▶ [Outline entries for labeled areas]
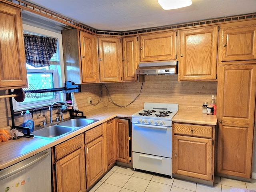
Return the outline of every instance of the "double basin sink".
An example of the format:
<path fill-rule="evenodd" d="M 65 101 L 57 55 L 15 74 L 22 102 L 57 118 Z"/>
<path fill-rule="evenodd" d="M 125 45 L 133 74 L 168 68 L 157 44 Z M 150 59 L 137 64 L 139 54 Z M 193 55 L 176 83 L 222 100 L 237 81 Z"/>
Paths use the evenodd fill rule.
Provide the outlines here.
<path fill-rule="evenodd" d="M 54 140 L 98 120 L 83 118 L 71 119 L 34 131 L 31 134 L 35 137 Z"/>

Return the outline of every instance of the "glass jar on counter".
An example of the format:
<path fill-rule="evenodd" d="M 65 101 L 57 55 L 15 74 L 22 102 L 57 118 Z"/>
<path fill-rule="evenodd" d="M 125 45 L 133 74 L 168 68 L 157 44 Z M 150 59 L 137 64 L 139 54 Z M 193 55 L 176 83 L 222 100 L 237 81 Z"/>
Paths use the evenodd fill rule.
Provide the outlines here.
<path fill-rule="evenodd" d="M 202 112 L 204 114 L 207 114 L 207 106 L 208 105 L 208 102 L 206 102 L 206 101 L 204 102 L 203 103 L 203 106 L 202 106 Z"/>

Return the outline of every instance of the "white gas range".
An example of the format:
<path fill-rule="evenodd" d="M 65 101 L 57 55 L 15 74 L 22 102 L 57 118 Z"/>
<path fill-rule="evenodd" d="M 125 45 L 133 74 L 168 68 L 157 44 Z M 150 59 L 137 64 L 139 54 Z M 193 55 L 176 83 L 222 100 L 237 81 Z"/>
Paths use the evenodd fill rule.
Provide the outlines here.
<path fill-rule="evenodd" d="M 134 169 L 170 176 L 172 122 L 178 104 L 145 103 L 132 116 Z"/>

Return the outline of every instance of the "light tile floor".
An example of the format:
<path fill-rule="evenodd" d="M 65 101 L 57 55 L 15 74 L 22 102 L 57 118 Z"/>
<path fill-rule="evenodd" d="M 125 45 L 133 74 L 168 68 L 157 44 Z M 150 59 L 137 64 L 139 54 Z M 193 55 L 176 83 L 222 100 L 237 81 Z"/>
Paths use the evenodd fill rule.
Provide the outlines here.
<path fill-rule="evenodd" d="M 230 192 L 232 188 L 256 191 L 252 183 L 214 177 L 213 187 L 114 166 L 89 192 Z"/>

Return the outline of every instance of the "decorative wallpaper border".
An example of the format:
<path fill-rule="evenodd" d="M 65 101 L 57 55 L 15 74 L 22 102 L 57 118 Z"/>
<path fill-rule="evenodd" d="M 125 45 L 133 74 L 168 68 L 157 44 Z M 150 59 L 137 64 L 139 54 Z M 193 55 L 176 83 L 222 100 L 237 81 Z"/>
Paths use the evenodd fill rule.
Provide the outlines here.
<path fill-rule="evenodd" d="M 193 22 L 189 23 L 179 24 L 162 26 L 158 26 L 154 28 L 135 30 L 121 32 L 107 31 L 102 30 L 96 30 L 83 24 L 78 23 L 68 18 L 66 18 L 62 16 L 51 12 L 48 10 L 44 9 L 32 4 L 30 4 L 27 2 L 25 2 L 22 0 L 0 0 L 0 2 L 2 2 L 14 6 L 19 7 L 22 9 L 33 12 L 34 13 L 44 16 L 51 19 L 59 22 L 64 24 L 68 25 L 68 26 L 74 28 L 82 30 L 87 32 L 93 33 L 94 34 L 108 35 L 110 36 L 115 35 L 122 36 L 124 35 L 135 35 L 141 34 L 144 33 L 160 31 L 162 30 L 182 28 L 185 27 L 198 26 L 200 25 L 216 24 L 219 23 L 223 23 L 230 21 L 245 20 L 253 18 L 256 19 L 256 13 L 253 13 L 245 15 L 230 16 L 224 18 L 204 20 L 200 21 Z"/>

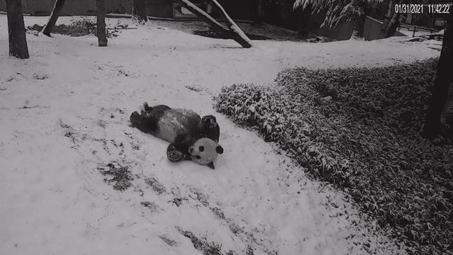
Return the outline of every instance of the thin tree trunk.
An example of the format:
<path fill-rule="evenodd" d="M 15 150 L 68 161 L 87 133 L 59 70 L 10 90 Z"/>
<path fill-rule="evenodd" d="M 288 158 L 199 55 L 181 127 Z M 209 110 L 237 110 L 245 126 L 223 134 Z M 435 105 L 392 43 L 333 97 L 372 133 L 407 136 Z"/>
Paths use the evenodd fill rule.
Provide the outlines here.
<path fill-rule="evenodd" d="M 453 12 L 450 12 L 444 31 L 442 50 L 434 80 L 434 90 L 425 117 L 423 136 L 433 137 L 439 133 L 440 123 L 451 114 L 453 99 Z"/>
<path fill-rule="evenodd" d="M 201 9 L 199 8 L 196 7 L 194 4 L 192 3 L 190 1 L 188 0 L 179 0 L 180 3 L 185 7 L 186 9 L 189 10 L 191 11 L 192 13 L 195 14 L 196 16 L 198 16 L 199 18 L 201 18 L 203 21 L 205 22 L 208 23 L 208 24 L 210 25 L 213 29 L 217 31 L 217 32 L 221 32 L 221 33 L 224 33 L 226 34 L 228 34 L 229 37 L 236 41 L 238 43 L 240 44 L 240 45 L 243 48 L 251 48 L 252 45 L 252 42 L 250 40 L 245 36 L 245 38 L 241 36 L 238 31 L 234 31 L 234 30 L 229 30 L 226 28 L 225 28 L 224 26 L 221 24 L 220 23 L 217 22 L 212 18 L 208 13 L 205 13 Z M 218 4 L 218 3 L 217 3 Z M 222 8 L 220 10 L 221 13 L 223 13 L 224 15 L 226 15 L 224 10 Z M 237 27 L 237 25 L 236 25 Z M 239 29 L 240 31 L 240 29 Z M 240 31 L 242 32 L 242 31 Z"/>
<path fill-rule="evenodd" d="M 384 31 L 383 36 L 384 38 L 391 37 L 395 34 L 396 29 L 400 24 L 399 20 L 401 16 L 401 14 L 400 13 L 394 13 L 393 17 L 391 17 L 391 20 L 390 20 L 390 22 L 387 24 L 387 27 L 385 28 L 385 31 Z"/>
<path fill-rule="evenodd" d="M 96 0 L 96 9 L 97 13 L 97 36 L 99 47 L 107 46 L 107 37 L 106 37 L 106 8 L 104 0 Z"/>
<path fill-rule="evenodd" d="M 20 1 L 6 0 L 9 54 L 20 59 L 30 57 Z"/>
<path fill-rule="evenodd" d="M 146 2 L 145 0 L 134 0 L 134 8 L 132 9 L 132 15 L 138 21 L 148 21 L 146 16 Z"/>
<path fill-rule="evenodd" d="M 410 0 L 400 0 L 397 4 L 408 4 L 410 3 Z M 392 5 L 394 6 L 394 5 Z M 393 10 L 392 10 L 393 12 Z M 394 15 L 391 17 L 391 20 L 384 20 L 384 23 L 382 24 L 382 33 L 383 38 L 391 37 L 395 34 L 396 29 L 400 24 L 400 18 L 401 17 L 401 13 L 400 12 L 394 12 Z M 387 22 L 388 20 L 388 22 Z"/>
<path fill-rule="evenodd" d="M 230 34 L 231 35 L 231 38 L 233 38 L 236 41 L 244 41 L 247 43 L 249 44 L 249 47 L 245 47 L 243 45 L 244 48 L 251 48 L 252 47 L 252 41 L 250 39 L 249 39 L 248 37 L 243 32 L 243 31 L 240 29 L 239 27 L 231 20 L 231 17 L 226 14 L 226 12 L 225 10 L 222 7 L 222 6 L 217 2 L 216 0 L 211 0 L 214 3 L 214 4 L 217 6 L 217 9 L 220 11 L 220 16 L 222 17 L 222 19 L 223 20 L 224 22 L 228 26 L 228 29 L 229 29 Z M 242 44 L 241 44 L 242 45 Z"/>
<path fill-rule="evenodd" d="M 52 30 L 52 29 L 55 26 L 59 13 L 63 8 L 63 6 L 64 6 L 65 1 L 66 0 L 57 0 L 55 1 L 55 5 L 54 6 L 54 8 L 52 10 L 52 13 L 50 14 L 50 18 L 49 18 L 49 21 L 43 28 L 42 32 L 43 34 L 50 36 L 50 30 Z"/>

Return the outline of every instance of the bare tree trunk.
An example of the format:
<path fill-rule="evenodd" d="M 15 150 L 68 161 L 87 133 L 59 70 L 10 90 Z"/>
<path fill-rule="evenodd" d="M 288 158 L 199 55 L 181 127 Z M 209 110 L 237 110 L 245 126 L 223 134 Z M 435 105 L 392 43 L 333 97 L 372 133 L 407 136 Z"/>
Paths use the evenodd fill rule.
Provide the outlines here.
<path fill-rule="evenodd" d="M 22 13 L 22 3 L 17 0 L 6 0 L 9 54 L 20 59 L 30 57 L 25 36 L 25 25 Z"/>
<path fill-rule="evenodd" d="M 434 80 L 434 90 L 425 117 L 423 136 L 433 137 L 439 133 L 440 123 L 451 114 L 453 100 L 453 12 L 450 12 L 444 31 L 442 50 Z M 441 122 L 442 120 L 442 122 Z"/>
<path fill-rule="evenodd" d="M 63 6 L 64 6 L 65 1 L 66 0 L 57 0 L 55 1 L 55 5 L 54 6 L 54 8 L 52 10 L 52 13 L 50 14 L 50 18 L 49 18 L 49 21 L 43 28 L 42 32 L 45 35 L 50 36 L 50 30 L 52 30 L 52 29 L 55 26 L 57 20 L 58 20 L 58 17 L 59 16 L 59 13 L 62 11 Z"/>
<path fill-rule="evenodd" d="M 400 0 L 397 2 L 397 4 L 408 4 L 410 2 L 410 0 Z M 394 6 L 394 5 L 392 5 Z M 394 15 L 391 17 L 391 20 L 384 20 L 384 23 L 382 24 L 382 33 L 383 38 L 391 37 L 395 34 L 396 29 L 400 24 L 400 18 L 401 17 L 401 13 L 394 12 Z"/>
<path fill-rule="evenodd" d="M 222 24 L 221 24 L 220 23 L 215 21 L 215 20 L 212 18 L 208 13 L 205 13 L 201 9 L 196 7 L 194 4 L 192 3 L 188 0 L 179 0 L 179 2 L 186 9 L 190 10 L 192 13 L 195 14 L 203 21 L 208 23 L 208 24 L 210 25 L 211 27 L 213 27 L 213 29 L 215 31 L 228 34 L 231 39 L 236 41 L 238 43 L 240 44 L 240 45 L 243 48 L 252 48 L 252 41 L 247 36 L 245 37 L 241 36 L 240 33 L 242 33 L 243 34 L 243 32 L 242 32 L 242 30 L 240 30 L 239 27 L 237 27 L 238 30 L 229 30 L 226 28 L 225 28 L 225 27 L 224 27 Z M 219 4 L 219 3 L 217 3 L 216 4 Z M 223 8 L 220 9 L 219 10 L 221 13 L 223 13 L 225 17 L 227 16 L 226 13 L 225 13 L 225 10 Z M 228 17 L 228 18 L 229 18 L 229 17 Z M 232 20 L 231 22 L 232 24 L 236 25 L 236 24 L 234 24 L 234 22 L 233 22 Z M 237 25 L 236 26 L 237 27 Z"/>
<path fill-rule="evenodd" d="M 107 37 L 106 37 L 106 8 L 104 0 L 96 0 L 96 9 L 97 13 L 97 36 L 99 47 L 107 46 Z"/>
<path fill-rule="evenodd" d="M 226 12 L 225 10 L 224 10 L 223 7 L 217 2 L 216 0 L 211 0 L 214 4 L 217 6 L 217 9 L 220 11 L 220 16 L 222 17 L 222 19 L 223 20 L 224 22 L 228 26 L 228 29 L 229 29 L 230 34 L 231 35 L 231 38 L 233 38 L 236 41 L 245 41 L 247 43 L 250 45 L 250 47 L 245 47 L 245 48 L 251 48 L 252 47 L 252 41 L 250 39 L 249 39 L 248 37 L 243 32 L 243 31 L 240 29 L 239 27 L 231 20 L 231 17 L 226 14 Z M 243 45 L 243 47 L 244 47 Z"/>
<path fill-rule="evenodd" d="M 138 21 L 148 21 L 148 17 L 146 16 L 145 0 L 134 0 L 132 15 Z"/>
<path fill-rule="evenodd" d="M 400 13 L 395 13 L 391 17 L 391 20 L 389 22 L 387 27 L 384 30 L 384 38 L 391 37 L 395 34 L 398 26 L 400 24 L 400 17 L 401 14 Z"/>

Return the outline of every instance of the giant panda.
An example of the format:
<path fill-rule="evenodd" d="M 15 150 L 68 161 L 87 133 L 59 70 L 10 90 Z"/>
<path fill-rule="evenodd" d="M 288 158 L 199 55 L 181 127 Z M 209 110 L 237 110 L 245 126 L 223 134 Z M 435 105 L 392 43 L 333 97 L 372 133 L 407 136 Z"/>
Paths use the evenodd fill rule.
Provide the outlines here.
<path fill-rule="evenodd" d="M 214 169 L 214 160 L 223 153 L 218 145 L 220 129 L 213 115 L 201 118 L 191 110 L 145 103 L 130 121 L 131 126 L 170 143 L 167 158 L 171 161 L 190 160 Z"/>

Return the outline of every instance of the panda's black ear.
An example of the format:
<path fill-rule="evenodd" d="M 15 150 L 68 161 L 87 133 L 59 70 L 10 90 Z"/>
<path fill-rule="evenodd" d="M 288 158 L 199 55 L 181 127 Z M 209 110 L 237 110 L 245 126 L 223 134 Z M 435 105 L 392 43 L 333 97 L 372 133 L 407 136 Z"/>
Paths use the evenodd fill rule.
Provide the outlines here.
<path fill-rule="evenodd" d="M 220 145 L 217 145 L 217 147 L 215 147 L 215 151 L 216 151 L 218 154 L 221 154 L 223 153 L 223 148 L 222 147 L 222 146 L 220 146 Z"/>
<path fill-rule="evenodd" d="M 206 166 L 209 166 L 209 168 L 211 169 L 215 169 L 215 168 L 214 167 L 214 162 L 213 161 L 211 161 L 211 163 L 208 163 Z"/>

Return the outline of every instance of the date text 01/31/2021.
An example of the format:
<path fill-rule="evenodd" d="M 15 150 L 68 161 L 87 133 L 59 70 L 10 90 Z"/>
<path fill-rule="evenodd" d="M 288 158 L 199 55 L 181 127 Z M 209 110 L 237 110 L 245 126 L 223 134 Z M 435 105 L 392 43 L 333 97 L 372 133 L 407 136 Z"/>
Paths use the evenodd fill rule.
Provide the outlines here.
<path fill-rule="evenodd" d="M 449 3 L 437 4 L 395 4 L 396 13 L 450 13 L 452 6 Z"/>

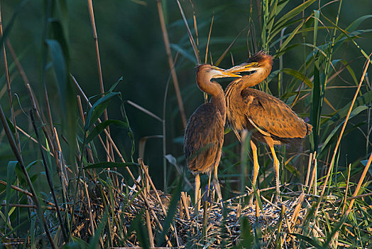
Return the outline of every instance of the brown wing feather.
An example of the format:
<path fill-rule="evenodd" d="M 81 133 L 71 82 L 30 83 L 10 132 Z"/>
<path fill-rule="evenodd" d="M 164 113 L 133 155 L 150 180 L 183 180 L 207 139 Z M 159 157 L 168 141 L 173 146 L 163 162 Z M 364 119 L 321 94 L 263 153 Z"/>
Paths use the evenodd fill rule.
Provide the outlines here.
<path fill-rule="evenodd" d="M 184 151 L 189 169 L 206 173 L 213 169 L 224 143 L 224 120 L 212 103 L 200 105 L 189 120 Z"/>
<path fill-rule="evenodd" d="M 303 138 L 311 131 L 311 125 L 279 99 L 253 88 L 244 89 L 241 96 L 248 105 L 246 117 L 263 131 L 280 139 Z"/>

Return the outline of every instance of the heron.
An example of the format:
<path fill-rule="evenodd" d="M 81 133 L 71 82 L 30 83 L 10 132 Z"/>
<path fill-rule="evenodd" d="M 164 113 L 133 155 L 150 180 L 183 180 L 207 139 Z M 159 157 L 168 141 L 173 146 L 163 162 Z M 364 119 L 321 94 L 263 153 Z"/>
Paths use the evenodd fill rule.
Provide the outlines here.
<path fill-rule="evenodd" d="M 195 175 L 195 207 L 199 209 L 200 173 L 214 171 L 213 185 L 219 200 L 222 200 L 217 177 L 221 159 L 226 121 L 226 99 L 221 85 L 213 78 L 241 77 L 225 72 L 209 64 L 197 67 L 197 84 L 202 92 L 212 95 L 209 102 L 199 106 L 191 115 L 185 132 L 185 157 L 190 170 Z"/>
<path fill-rule="evenodd" d="M 273 57 L 264 51 L 260 51 L 253 55 L 246 63 L 226 70 L 226 72 L 231 73 L 252 73 L 229 84 L 225 90 L 225 97 L 227 123 L 238 139 L 241 140 L 239 131 L 247 129 L 252 132 L 250 142 L 253 157 L 253 186 L 256 186 L 260 168 L 256 144 L 261 142 L 270 147 L 275 176 L 276 200 L 278 201 L 280 163 L 274 144 L 298 142 L 311 132 L 312 127 L 299 117 L 280 100 L 251 88 L 268 78 L 272 65 Z M 251 198 L 251 204 L 252 200 Z"/>

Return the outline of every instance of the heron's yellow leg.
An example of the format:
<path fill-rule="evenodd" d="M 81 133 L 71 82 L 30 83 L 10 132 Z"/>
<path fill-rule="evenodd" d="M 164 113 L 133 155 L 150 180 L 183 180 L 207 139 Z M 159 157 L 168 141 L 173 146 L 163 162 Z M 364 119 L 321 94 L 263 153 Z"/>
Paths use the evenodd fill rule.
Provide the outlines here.
<path fill-rule="evenodd" d="M 252 185 L 256 186 L 256 181 L 258 176 L 258 170 L 260 170 L 260 165 L 258 165 L 258 157 L 257 156 L 257 147 L 255 143 L 251 140 L 251 148 L 253 154 L 253 173 L 252 174 Z"/>
<path fill-rule="evenodd" d="M 256 187 L 256 181 L 257 181 L 257 176 L 258 176 L 258 171 L 260 170 L 260 165 L 258 164 L 258 157 L 257 156 L 257 147 L 256 144 L 251 140 L 251 148 L 252 148 L 252 153 L 253 154 L 253 172 L 252 174 L 252 191 L 253 190 L 253 186 Z M 249 199 L 249 205 L 253 204 L 253 194 Z"/>
<path fill-rule="evenodd" d="M 214 166 L 214 171 L 213 172 L 213 185 L 214 186 L 214 189 L 216 189 L 216 193 L 217 193 L 217 197 L 219 198 L 218 201 L 222 201 L 222 195 L 221 194 L 221 188 L 219 187 L 219 182 L 218 181 L 218 176 L 217 176 L 217 168 L 218 164 L 216 164 Z"/>
<path fill-rule="evenodd" d="M 270 149 L 271 150 L 271 154 L 273 154 L 273 159 L 274 160 L 274 171 L 275 171 L 275 181 L 276 181 L 276 194 L 277 197 L 279 197 L 279 194 L 280 193 L 280 191 L 279 190 L 279 160 L 278 160 L 278 158 L 276 157 L 275 151 L 274 149 L 274 145 L 273 144 L 269 144 L 270 145 Z"/>
<path fill-rule="evenodd" d="M 209 200 L 210 198 L 209 190 L 211 188 L 211 176 L 212 176 L 212 171 L 209 171 L 209 178 L 208 179 L 208 190 L 207 191 L 207 199 L 208 200 L 208 201 L 209 201 Z"/>
<path fill-rule="evenodd" d="M 200 191 L 200 176 L 197 174 L 195 176 L 195 204 L 194 208 L 199 211 L 200 209 L 200 200 L 199 200 L 199 192 Z"/>

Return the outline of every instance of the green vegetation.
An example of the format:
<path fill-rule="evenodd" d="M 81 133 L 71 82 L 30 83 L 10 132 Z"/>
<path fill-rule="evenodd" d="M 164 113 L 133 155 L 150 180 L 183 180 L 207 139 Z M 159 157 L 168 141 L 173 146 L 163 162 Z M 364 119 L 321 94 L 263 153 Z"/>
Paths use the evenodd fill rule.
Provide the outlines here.
<path fill-rule="evenodd" d="M 87 3 L 0 4 L 0 247 L 371 247 L 370 1 Z M 313 126 L 276 148 L 285 205 L 270 203 L 261 144 L 244 209 L 249 143 L 226 127 L 226 212 L 206 202 L 195 218 L 182 136 L 203 102 L 195 64 L 261 49 L 275 61 L 258 88 Z"/>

▶ [Exercise requirements] Output the items from their very start through the line containing "202 112 L 204", both ends included, as a Markdown table with the columns Row and Line. Number each nonblank line in Row, put its text in Line, and leave out blank lines and the pictures.

▶ [Final answer]
| Row | Line |
|---|---|
| 1 | Return the outline of every instance of the "double basin sink". |
| 2 | An example of the format: |
| 3 | <path fill-rule="evenodd" d="M 65 101 L 57 55 L 15 74 L 22 102 L 57 118 Z"/> |
| 4 | <path fill-rule="evenodd" d="M 125 45 L 133 74 L 168 68 L 157 44 Z M 150 59 L 137 64 L 139 54 Z M 193 55 L 176 83 L 222 100 L 237 81 Z"/> |
| 5 | Paths use the evenodd fill rule. |
| 6 | Provide the outlines here. |
| 7 | <path fill-rule="evenodd" d="M 54 140 L 98 120 L 83 118 L 71 119 L 34 131 L 31 134 L 35 137 Z"/> |
| 8 | Return the outline of every instance of the "glass jar on counter". |
| 9 | An example of the format: |
| 10 | <path fill-rule="evenodd" d="M 65 101 L 57 55 L 15 74 L 22 102 L 57 118 Z"/> |
| 11 | <path fill-rule="evenodd" d="M 125 45 L 133 74 L 168 68 L 157 44 Z M 150 59 L 137 64 L 139 54 Z M 193 55 L 176 83 L 222 100 L 237 81 Z"/> |
| 12 | Paths use the evenodd fill rule. |
| 13 | Provide the outlines here. |
| 14 | <path fill-rule="evenodd" d="M 202 112 L 204 114 L 207 114 L 207 106 L 208 105 L 208 102 L 206 102 L 206 101 L 204 102 L 203 103 L 203 106 L 202 106 Z"/> |